> WHAT YOU ARE ASKED TO DO
Rewrite the records starting at the line that contains "Accessibility tool request: describe where the tan" and ending with the line that contains "xmin=58 ymin=42 xmax=267 ymax=354", with "door trim" changed to "door casing" and everything else kept the same.

[Items from a dataset]
□ □ □ □ □ □ □
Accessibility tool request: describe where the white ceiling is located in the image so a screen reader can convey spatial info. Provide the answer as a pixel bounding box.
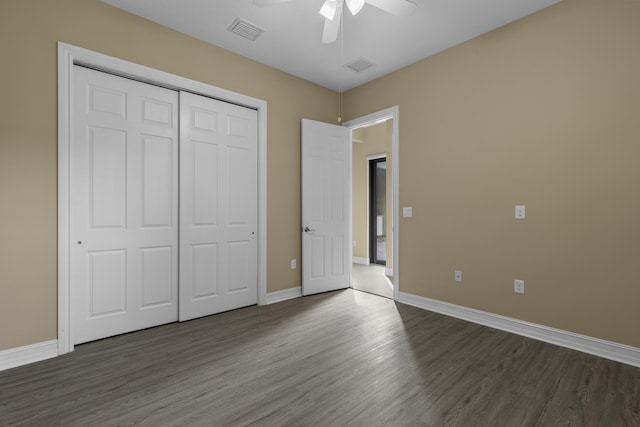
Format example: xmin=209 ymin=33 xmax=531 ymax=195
xmin=102 ymin=0 xmax=560 ymax=92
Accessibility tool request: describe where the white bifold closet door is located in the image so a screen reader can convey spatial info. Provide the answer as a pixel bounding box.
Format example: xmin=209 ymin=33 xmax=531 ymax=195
xmin=70 ymin=66 xmax=258 ymax=344
xmin=70 ymin=66 xmax=178 ymax=344
xmin=180 ymin=92 xmax=258 ymax=320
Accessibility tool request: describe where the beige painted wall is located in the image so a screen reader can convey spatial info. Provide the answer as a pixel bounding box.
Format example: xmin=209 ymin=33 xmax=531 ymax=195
xmin=351 ymin=120 xmax=393 ymax=268
xmin=344 ymin=0 xmax=640 ymax=347
xmin=0 ymin=0 xmax=337 ymax=350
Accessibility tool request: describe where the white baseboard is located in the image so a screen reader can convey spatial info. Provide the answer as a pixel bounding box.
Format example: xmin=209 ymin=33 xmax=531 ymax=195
xmin=0 ymin=340 xmax=58 ymax=371
xmin=267 ymin=286 xmax=302 ymax=304
xmin=398 ymin=292 xmax=640 ymax=367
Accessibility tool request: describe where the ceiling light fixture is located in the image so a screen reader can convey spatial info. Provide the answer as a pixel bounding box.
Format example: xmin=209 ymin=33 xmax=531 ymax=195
xmin=347 ymin=0 xmax=364 ymax=16
xmin=320 ymin=0 xmax=341 ymax=21
xmin=253 ymin=0 xmax=416 ymax=44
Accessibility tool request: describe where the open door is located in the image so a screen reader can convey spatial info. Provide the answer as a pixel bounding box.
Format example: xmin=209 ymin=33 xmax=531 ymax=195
xmin=302 ymin=119 xmax=352 ymax=295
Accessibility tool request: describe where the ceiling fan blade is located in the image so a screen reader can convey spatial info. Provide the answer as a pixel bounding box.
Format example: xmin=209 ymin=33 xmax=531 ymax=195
xmin=347 ymin=0 xmax=364 ymax=16
xmin=253 ymin=0 xmax=291 ymax=7
xmin=322 ymin=7 xmax=342 ymax=44
xmin=364 ymin=0 xmax=416 ymax=16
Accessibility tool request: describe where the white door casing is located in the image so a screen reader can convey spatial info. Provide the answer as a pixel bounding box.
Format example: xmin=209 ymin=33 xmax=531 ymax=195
xmin=179 ymin=92 xmax=258 ymax=321
xmin=302 ymin=119 xmax=352 ymax=295
xmin=70 ymin=66 xmax=178 ymax=344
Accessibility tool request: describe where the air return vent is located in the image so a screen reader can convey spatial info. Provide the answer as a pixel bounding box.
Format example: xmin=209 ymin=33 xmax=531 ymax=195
xmin=345 ymin=58 xmax=374 ymax=73
xmin=227 ymin=18 xmax=264 ymax=41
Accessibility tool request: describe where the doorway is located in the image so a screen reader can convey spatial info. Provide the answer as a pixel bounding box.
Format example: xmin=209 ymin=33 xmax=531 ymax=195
xmin=345 ymin=107 xmax=399 ymax=300
xmin=369 ymin=156 xmax=388 ymax=265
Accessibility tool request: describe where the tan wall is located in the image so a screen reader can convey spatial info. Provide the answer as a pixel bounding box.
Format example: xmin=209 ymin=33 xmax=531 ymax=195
xmin=351 ymin=120 xmax=393 ymax=268
xmin=0 ymin=0 xmax=337 ymax=350
xmin=344 ymin=0 xmax=640 ymax=347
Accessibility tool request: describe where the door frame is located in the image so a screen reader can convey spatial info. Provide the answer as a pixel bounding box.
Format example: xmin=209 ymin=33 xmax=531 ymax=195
xmin=367 ymin=154 xmax=393 ymax=266
xmin=343 ymin=105 xmax=400 ymax=301
xmin=58 ymin=42 xmax=267 ymax=355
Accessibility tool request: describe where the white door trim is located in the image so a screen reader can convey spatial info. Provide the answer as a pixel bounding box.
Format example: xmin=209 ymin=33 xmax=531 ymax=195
xmin=343 ymin=105 xmax=400 ymax=301
xmin=58 ymin=42 xmax=267 ymax=354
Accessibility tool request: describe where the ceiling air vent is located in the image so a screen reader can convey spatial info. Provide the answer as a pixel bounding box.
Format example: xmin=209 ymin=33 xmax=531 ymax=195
xmin=345 ymin=58 xmax=374 ymax=73
xmin=227 ymin=18 xmax=264 ymax=41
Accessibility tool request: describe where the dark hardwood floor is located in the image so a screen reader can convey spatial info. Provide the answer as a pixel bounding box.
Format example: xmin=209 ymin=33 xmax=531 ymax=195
xmin=0 ymin=290 xmax=640 ymax=427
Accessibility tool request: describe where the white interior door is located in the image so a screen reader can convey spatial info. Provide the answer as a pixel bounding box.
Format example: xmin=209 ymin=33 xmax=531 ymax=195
xmin=180 ymin=92 xmax=258 ymax=321
xmin=70 ymin=66 xmax=178 ymax=344
xmin=302 ymin=119 xmax=352 ymax=295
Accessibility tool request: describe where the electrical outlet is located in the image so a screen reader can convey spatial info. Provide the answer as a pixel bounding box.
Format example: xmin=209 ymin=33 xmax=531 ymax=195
xmin=513 ymin=280 xmax=524 ymax=294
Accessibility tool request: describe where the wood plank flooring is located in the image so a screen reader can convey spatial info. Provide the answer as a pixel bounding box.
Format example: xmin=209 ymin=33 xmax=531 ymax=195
xmin=0 ymin=290 xmax=640 ymax=427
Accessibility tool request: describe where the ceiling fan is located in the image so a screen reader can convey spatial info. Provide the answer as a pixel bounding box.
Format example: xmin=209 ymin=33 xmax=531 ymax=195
xmin=253 ymin=0 xmax=416 ymax=44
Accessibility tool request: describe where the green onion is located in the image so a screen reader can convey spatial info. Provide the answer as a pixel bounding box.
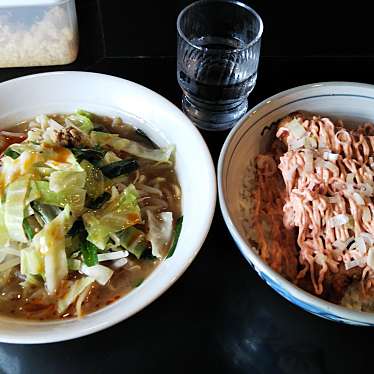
□ □ □ □ □ □ □
> EXERCISE RESPONSE
Accessibility tool request: describe where the tan wall is located in the image so a screen reader can convey spatial info. Provide the answer as a pixel bounding box.
Format example: xmin=209 ymin=33 xmax=531 ymax=195
xmin=351 ymin=120 xmax=393 ymax=268
xmin=0 ymin=0 xmax=337 ymax=350
xmin=344 ymin=0 xmax=640 ymax=347
Accessibility tool request: describe where the door frame is located in the image so a screen reader can convey spatial info. Provide the answer as a pixel bounding box.
Format example: xmin=209 ymin=33 xmax=531 ymax=195
xmin=367 ymin=154 xmax=393 ymax=266
xmin=343 ymin=105 xmax=400 ymax=301
xmin=58 ymin=42 xmax=267 ymax=355
Accessibility tool request: describe where the white door casing is located in the image so a screen reader can convey spatial info. Provide the answer as a pixel bounding box.
Format example: xmin=209 ymin=33 xmax=531 ymax=195
xmin=343 ymin=105 xmax=400 ymax=301
xmin=58 ymin=42 xmax=267 ymax=354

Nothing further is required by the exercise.